Texto do exercício
++++++++++
No Tribunal, João Capistrano da Cunha tem como defensores os advogados Busch Varela e Duque Estrada Teixeira, além do conselheiro Saldanha Marinho. Figura como promotor público interino o dr. Ferreira de Oliveira, que produz vigorosa acusação. Completando o cenário, tem-se uma agigantada massa popular desejosa de acompanhar os detalhes do julgamento.
Após a contestação do dr. Bush Varela, há a réplica do promotor, seguida pelos dizeres de Duque Estrada Teixeira e Saldanha Marinho. O resultado dos enérgicos debates é a absolvição do jovem Capistrano que, para festejar o veredicto favorável, reúne os amigos no Hotel Paris, em festança exuberante comentada por toda sociedade fluminense.
Para Antônio Alexandre, a irresignável sentença demandaria que ele próprio tomasse uma atitude para restaurar a honra de sua família e, principalmente, de sua irmã, cujo incessante choro denota a vergonha e a profunda prostração. Deste modo, articula por três dias uma possível solução que impusesse ao ex-amigo uma lição.
Assim, o irmão inconformado sai à procura do estudante, encontrando-o à rua da Quitanda, quando caminhava para casa de um negociante. Empunhando uma arma de 25 cápsulas, atira em João Capistrano pelas costas, ceifando-lhe a vida em plena luz do dia. E, após tentar sem sucesso a fuga, é preso em flagrante e entregue à Justiça.
Os alunos da Politécnica, comovidos pelo crime e enlutados, homenageiam o falecido, tornando o enterro praticamente uma glorificação pública. Até o próprio Visconde do Rio Branco, diretor da Escola, suspende as aulas por dois dias.
Pelo assassinato, Antônio Alexandre é levado a julgamento a 20 de janeiro de 1877 e tem a defesa elaborada pelo já conhecido dr. Jansen de Castro Jr. Neste momento, o público que alimentava antipatias pela família Pereira, compadece-se pelo irmão que agiu em defesa da honra. Com isso, o mesmo júri que remiu Capistrano também absolveu seu assassino... por unanimidade de votos! E, por paradoxal que pareça, aqueles que na véspera homenageavam o colega morto foram quem também ovacionaram o amigo que ganhava a liberdade.
++++++++++
Tarefa a fazer
Confira se cada afirmação abaixo concorda com o texto acima sobre o caso de João Capistrano. Responda sim ou não e cite as palavras do texto que decidem. (a) O dr. Ferreira de Oliveira atuou como promotor público interino. (b) Depois de atirar, Antônio Alexandre conseguiu fugir. (c) O Visconde do Rio Branco suspendeu as aulas por uma semana.

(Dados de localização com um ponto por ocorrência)
++++++++++
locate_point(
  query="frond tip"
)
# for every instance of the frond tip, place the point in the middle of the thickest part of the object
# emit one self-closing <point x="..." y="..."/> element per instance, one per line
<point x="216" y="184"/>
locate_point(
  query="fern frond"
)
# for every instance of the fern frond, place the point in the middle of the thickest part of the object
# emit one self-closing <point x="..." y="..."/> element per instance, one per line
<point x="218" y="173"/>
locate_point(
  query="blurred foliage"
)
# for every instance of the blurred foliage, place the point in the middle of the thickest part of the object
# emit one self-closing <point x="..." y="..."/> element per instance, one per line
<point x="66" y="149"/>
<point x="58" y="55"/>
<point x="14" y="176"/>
++++++++++
Resposta do exercício
(a) Sim: "Figura como promotor público interino o dr. Ferreira de Oliveira".
(b) Não: "após tentar sem sucesso a fuga, é preso em flagrante e entregue à Justiça".
(c) Não: "suspende as aulas por dois dias".